• **Problem A**:
Locate every line in the listing below that contains the string "bridge", and copy each of those lines.

==== Source text ====

How to split input channels at start of model?

The start of my model looks like this:

def __init__(self, pretrained=False):
  super().__init__()
  self.base = nn.ModuleList([])

  # Stem layer
  self.base.append(ConvLayer(in_channels=4, out_channels=first_ch[0], kernel=3, stride=2))
  self.base.append(ConvLayer(in_channels=first_ch[0], out_channels=first_ch[1], kernel=3))
  self.base.append(nn.MaxPool2d(kernel_size=2, stride=2))

  # Rest of model definition goes here
  self.base.append(...)

def forward(self, x):
  out_branch =[]
  for i in range(len(self.base)-1):            
    x = self.base[i](x)
    out_branch.append(x)
  return out_branch

Notice that it takes 4 channels as input in the first conv layer. This input is an RGB tensor (first 3 channels) with an extra channel added by the data loader. I want to change this so I can first split the in_channels into 3 and 1 so that I can have 2 stems: one stem for the RGB channels, and a second stem for the 4th channel. I will then concat the output of the single channel stem at some later point in the network. What might be the best way to do this?

You could slice the inputs on your forward method and pass the chunks to each corresponding stem. Afterwards use torch.cat to concatenate the activations again.

1 Like

Thanks for the pointers. I think I made some progress with it, but have hit an issue. Here is my new code:

def __init__(self, pretrained=False):
  super().__init__()
  self.base = nn.ModuleList([])

  # Stem layer
  # RGB stem layer
  self.rgb_stem_a = ConvLayer(in_channels=3, out_channels=first_ch[0], kernel=3, stride=2, bias=False, ibn=True)
  self.rgb_stem_b = ConvLayer(in_channels=first_ch[0], out_channels=first_ch[1], kernel=3, ibn=False, sn=True)

  # single stem layer
  self.single_stem_a = ConvLayer(in_channels=1, out_channels=first_ch[0], kernel=3, stride=2, bias=False, ibn=True)
  self.single_stem_b = ConvLayer(in_channels=first_ch[0], out_channels=first_ch[1], kernel=3, ibn=False, sn=True)

====

• **Problem B**:
In the forum thread above, what does the 4-channel input to the first conv layer consist of?

==== Source data ====

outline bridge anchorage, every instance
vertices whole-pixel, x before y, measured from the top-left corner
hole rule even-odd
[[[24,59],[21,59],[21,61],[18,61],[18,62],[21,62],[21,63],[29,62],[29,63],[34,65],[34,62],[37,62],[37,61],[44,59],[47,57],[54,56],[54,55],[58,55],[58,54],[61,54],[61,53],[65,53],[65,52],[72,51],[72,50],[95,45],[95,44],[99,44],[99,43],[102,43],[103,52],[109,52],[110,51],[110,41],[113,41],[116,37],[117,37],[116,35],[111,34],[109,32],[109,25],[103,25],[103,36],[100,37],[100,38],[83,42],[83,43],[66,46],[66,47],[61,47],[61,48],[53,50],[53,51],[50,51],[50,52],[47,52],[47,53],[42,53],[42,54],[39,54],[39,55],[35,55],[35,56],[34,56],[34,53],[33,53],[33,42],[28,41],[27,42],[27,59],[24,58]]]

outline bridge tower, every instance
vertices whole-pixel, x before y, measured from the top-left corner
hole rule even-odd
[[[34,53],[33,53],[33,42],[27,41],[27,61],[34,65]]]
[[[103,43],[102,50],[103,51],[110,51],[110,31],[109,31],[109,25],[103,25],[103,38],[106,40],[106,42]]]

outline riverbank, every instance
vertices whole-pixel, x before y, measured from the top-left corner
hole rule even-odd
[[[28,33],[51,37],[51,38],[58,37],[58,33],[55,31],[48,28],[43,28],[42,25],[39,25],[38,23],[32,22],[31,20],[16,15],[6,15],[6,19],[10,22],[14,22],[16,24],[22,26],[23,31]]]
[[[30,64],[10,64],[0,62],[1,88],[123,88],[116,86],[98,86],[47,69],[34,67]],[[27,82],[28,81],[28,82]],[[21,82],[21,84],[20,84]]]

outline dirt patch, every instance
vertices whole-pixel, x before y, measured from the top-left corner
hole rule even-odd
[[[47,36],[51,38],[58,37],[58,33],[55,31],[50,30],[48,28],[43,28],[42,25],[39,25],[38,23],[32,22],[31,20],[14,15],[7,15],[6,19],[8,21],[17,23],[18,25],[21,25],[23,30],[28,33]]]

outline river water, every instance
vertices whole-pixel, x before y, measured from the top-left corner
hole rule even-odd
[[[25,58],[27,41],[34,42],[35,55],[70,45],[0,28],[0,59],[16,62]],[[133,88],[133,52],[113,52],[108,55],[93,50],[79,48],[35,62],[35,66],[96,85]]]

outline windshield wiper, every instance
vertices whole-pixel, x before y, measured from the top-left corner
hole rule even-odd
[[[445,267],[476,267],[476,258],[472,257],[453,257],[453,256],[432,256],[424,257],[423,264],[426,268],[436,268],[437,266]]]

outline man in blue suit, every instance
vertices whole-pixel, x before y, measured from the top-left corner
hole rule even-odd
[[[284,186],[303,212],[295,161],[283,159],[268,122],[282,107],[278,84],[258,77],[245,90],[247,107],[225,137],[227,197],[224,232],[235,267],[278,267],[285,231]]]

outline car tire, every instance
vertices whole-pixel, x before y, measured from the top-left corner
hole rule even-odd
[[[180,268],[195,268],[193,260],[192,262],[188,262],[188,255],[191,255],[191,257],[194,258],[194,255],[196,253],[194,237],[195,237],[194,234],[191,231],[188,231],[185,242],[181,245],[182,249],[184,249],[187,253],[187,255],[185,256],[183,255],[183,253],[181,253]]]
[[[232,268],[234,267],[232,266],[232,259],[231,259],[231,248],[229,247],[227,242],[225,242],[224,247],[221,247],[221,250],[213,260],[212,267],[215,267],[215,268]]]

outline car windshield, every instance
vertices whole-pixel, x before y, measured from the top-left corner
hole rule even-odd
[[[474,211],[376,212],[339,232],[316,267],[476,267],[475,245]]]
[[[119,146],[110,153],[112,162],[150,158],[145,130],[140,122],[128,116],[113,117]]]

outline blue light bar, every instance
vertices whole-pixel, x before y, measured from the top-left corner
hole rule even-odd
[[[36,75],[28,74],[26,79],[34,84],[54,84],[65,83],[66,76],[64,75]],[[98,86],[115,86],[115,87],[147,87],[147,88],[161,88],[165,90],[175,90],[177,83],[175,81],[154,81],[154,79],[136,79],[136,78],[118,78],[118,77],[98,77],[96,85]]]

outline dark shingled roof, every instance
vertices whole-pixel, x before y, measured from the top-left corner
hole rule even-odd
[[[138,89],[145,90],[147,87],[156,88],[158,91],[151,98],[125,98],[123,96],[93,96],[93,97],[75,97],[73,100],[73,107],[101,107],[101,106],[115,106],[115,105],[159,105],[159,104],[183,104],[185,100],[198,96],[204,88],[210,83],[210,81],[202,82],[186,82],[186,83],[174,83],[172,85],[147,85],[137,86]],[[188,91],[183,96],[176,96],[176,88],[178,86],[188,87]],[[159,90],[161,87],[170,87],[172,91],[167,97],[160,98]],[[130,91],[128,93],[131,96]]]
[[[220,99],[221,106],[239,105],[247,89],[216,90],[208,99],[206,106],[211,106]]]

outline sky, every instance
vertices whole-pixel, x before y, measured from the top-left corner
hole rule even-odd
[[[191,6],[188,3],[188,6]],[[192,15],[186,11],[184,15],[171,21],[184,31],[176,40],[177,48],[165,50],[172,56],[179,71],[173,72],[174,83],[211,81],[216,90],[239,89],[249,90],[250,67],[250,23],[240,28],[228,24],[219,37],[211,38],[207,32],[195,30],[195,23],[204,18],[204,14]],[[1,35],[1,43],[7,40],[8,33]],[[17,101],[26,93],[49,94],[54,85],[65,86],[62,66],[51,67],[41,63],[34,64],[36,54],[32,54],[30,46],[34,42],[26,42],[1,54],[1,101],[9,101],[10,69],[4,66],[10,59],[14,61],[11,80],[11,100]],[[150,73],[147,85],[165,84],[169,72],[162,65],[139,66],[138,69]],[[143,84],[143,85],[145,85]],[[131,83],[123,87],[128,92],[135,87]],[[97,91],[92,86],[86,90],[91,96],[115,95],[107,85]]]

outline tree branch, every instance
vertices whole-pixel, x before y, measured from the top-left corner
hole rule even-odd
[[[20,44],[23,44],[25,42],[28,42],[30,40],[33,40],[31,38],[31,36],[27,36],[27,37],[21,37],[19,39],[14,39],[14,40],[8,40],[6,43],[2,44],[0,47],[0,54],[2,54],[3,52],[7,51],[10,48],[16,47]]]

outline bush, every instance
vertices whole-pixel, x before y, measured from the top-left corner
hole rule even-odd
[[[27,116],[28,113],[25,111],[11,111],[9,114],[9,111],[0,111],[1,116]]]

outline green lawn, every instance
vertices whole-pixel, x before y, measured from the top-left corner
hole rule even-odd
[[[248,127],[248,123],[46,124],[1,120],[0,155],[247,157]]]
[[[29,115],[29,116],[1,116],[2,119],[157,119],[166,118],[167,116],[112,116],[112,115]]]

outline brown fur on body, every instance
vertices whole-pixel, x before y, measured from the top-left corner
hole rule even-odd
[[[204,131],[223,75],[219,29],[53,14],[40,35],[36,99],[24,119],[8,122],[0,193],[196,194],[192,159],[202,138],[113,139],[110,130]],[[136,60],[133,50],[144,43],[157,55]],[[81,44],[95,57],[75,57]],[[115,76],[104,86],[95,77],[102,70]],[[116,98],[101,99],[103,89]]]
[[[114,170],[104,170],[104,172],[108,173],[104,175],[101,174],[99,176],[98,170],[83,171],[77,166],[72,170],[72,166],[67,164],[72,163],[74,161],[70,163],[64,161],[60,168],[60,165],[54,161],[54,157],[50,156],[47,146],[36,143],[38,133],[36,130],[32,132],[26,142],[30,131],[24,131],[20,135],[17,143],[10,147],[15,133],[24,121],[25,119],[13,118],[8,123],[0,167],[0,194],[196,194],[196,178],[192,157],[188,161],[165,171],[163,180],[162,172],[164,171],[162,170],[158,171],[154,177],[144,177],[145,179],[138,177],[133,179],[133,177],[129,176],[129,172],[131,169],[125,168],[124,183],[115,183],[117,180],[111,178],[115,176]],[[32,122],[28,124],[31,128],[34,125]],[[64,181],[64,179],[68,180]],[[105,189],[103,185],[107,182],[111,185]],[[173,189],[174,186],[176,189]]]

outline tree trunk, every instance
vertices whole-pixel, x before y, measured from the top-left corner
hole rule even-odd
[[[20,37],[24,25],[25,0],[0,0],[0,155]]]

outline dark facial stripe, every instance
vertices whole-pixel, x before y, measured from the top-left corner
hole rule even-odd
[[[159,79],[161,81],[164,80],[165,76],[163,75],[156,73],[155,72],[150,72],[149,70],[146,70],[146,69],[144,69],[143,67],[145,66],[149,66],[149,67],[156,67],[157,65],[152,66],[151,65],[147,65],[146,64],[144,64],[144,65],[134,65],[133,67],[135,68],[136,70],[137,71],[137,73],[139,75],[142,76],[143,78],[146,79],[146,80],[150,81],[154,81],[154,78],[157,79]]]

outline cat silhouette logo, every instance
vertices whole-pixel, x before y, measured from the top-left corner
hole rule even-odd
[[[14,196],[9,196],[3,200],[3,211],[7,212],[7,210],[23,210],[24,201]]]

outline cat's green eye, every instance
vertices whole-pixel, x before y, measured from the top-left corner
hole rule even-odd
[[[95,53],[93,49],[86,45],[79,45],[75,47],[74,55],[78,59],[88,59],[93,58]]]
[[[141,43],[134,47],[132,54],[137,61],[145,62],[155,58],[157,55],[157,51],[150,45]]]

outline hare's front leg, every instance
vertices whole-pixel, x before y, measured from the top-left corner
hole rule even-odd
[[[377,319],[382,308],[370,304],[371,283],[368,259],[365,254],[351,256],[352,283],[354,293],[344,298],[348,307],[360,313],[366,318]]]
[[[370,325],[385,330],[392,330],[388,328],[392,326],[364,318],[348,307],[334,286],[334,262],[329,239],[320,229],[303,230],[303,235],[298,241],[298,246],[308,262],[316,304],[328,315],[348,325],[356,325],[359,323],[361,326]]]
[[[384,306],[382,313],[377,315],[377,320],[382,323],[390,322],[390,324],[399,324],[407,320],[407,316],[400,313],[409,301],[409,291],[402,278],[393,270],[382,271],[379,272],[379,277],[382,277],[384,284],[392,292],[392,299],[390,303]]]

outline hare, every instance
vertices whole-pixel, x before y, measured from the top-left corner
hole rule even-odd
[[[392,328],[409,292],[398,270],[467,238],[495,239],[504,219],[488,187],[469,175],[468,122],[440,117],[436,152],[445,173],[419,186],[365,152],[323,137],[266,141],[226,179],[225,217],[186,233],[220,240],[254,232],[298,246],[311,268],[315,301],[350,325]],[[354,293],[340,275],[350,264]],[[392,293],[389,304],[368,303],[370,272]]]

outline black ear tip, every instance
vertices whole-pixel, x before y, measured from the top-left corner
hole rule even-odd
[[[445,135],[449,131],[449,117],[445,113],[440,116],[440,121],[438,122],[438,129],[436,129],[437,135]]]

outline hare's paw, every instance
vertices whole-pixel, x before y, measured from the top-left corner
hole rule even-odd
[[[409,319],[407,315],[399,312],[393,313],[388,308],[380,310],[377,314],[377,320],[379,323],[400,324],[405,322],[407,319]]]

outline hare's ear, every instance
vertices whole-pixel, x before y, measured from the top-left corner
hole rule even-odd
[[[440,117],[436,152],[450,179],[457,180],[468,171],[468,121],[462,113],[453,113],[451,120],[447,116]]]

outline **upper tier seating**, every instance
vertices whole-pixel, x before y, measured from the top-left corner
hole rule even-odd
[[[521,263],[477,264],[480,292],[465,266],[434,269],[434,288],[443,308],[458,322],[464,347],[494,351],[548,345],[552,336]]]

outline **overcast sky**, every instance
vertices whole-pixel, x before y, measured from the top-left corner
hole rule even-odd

====

• **Problem solution A**:
outline bridge anchorage, every instance
outline bridge tower, every instance

• **Problem solution B**:
An RGB tensor in the first three channels plus an extra channel added by the data loader.